▶ _Exercises to complete_:
1: Please return the Star Light passage from "OK.  But none" to "I love that.".
2: In the Star Light passage, why does the writer say they are creating new beginnings and endings every week? Answer in one to three sentences.
3: Answer these questions using the Star Light passage:
(a) Which poet is quoted with the line "Rage, rage against the dying of the light"?
(b) In which months does Star Light have good fresh food for sale?
(c) Which other poet does the writer say is echoed in the remark about beginnings and endings?

▶ _Reading text_:
*-*-*

What's mind boggling for me about all this is that is exactly what its like for us, too.  And knowing that is a total enrichment of my life.  True, I am not going to slow down now (but probably have, if I was honest. ) And won't give up easy, either.  Lets not forget Dylan Thomas here:"Rage, rage against the dying of the light".  This isn't me being heavy or morbid, just reporting.  Our beginnings mean there's an ending and how we get there-that makes all the difference. (Yes, a little Robert Frost in there too)

OK.  But none of this means that we're at the end of our produce.  No, not by a long shot.  In fact, by way of information- Star Light always has good fresh food for sale in every month of the year.  This is the time of year when it becomes a cascade of lovely food, day after day and week after week. In this sense, as we go from one great crop to another, we're creating new beginnings and endings every week.  I love that.

*-*-*

[Saved entries]

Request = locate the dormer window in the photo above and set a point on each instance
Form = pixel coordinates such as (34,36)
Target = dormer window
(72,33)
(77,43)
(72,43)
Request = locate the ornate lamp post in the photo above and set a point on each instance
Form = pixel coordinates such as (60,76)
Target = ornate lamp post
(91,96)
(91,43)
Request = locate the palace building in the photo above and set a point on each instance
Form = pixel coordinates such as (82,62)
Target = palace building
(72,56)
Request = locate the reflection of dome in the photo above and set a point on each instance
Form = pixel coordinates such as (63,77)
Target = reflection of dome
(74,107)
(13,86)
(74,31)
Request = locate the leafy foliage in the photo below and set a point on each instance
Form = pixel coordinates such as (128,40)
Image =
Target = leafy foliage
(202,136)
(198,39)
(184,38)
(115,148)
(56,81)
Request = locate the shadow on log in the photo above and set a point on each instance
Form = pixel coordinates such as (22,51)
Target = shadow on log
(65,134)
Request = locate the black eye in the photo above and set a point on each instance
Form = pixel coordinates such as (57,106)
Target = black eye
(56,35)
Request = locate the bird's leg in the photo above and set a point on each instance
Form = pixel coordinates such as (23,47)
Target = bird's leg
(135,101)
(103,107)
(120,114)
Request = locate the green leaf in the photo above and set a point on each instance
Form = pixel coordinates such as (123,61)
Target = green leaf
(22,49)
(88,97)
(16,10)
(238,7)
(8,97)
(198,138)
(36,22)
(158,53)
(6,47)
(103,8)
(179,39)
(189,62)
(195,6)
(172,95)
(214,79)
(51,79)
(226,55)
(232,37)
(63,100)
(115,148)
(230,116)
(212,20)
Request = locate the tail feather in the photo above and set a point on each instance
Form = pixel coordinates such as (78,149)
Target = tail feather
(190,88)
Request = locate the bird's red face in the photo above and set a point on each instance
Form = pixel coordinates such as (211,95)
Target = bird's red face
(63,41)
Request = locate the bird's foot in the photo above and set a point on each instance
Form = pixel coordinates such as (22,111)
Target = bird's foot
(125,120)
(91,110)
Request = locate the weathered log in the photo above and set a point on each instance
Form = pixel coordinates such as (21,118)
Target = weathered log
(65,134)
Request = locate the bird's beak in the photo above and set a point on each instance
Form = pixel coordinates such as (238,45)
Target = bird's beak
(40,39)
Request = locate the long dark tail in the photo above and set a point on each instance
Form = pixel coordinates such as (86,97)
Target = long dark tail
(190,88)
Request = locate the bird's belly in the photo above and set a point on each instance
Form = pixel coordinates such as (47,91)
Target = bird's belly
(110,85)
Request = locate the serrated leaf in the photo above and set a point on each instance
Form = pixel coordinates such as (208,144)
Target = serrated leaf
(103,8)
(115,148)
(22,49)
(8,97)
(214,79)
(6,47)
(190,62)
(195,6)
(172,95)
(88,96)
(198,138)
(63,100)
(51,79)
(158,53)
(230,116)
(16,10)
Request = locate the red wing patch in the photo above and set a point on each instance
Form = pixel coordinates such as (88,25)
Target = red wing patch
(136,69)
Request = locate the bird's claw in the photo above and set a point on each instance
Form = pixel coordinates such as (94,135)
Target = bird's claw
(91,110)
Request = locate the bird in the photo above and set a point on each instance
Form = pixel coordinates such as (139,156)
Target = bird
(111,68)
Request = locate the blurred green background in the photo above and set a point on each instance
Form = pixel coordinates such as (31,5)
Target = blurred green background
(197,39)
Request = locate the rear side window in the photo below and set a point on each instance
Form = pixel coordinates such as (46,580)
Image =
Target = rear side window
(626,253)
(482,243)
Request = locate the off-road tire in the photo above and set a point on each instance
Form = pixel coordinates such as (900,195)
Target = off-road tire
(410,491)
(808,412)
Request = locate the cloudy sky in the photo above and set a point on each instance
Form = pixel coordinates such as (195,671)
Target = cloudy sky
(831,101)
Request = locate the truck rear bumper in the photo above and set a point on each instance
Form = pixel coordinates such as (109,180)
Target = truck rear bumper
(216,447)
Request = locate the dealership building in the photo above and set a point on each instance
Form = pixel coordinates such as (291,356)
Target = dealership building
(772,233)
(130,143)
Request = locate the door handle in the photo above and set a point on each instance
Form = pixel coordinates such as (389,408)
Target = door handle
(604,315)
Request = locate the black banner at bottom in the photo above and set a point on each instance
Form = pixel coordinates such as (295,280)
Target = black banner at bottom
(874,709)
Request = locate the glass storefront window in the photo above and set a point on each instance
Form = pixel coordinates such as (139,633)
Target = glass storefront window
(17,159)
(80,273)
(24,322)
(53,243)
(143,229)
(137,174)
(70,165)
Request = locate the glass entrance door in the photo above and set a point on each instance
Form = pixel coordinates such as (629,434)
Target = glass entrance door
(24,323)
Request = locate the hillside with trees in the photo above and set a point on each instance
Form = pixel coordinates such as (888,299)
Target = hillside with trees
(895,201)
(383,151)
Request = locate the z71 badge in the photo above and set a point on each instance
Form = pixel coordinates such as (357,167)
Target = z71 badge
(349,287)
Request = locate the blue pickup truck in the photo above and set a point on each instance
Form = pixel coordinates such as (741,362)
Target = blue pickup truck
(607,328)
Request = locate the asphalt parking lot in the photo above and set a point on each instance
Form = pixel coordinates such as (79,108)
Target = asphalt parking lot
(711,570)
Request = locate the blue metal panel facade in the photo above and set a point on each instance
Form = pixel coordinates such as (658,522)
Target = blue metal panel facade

*-*-*

▶ _Solutions per task_:
1:
OK.  But none of this means that we're at the end of our produce.  No, not by a long shot.  In fact, by way of information- Star Light always has good fresh food for sale in every month of the year.  This is the time of year when it becomes a cascade of lovely food, day after day and week after week. In this sense, as we go from one great crop to another, we're creating new beginnings and endings every week.  I love that.

2: At this time of year the food arrives in a cascade, day after day and week after week. As they go from one great crop to another, each crop brings its own beginning and ending.

3:
(a) Dylan Thomas
(b) Every month of the year
(c) Robert Frost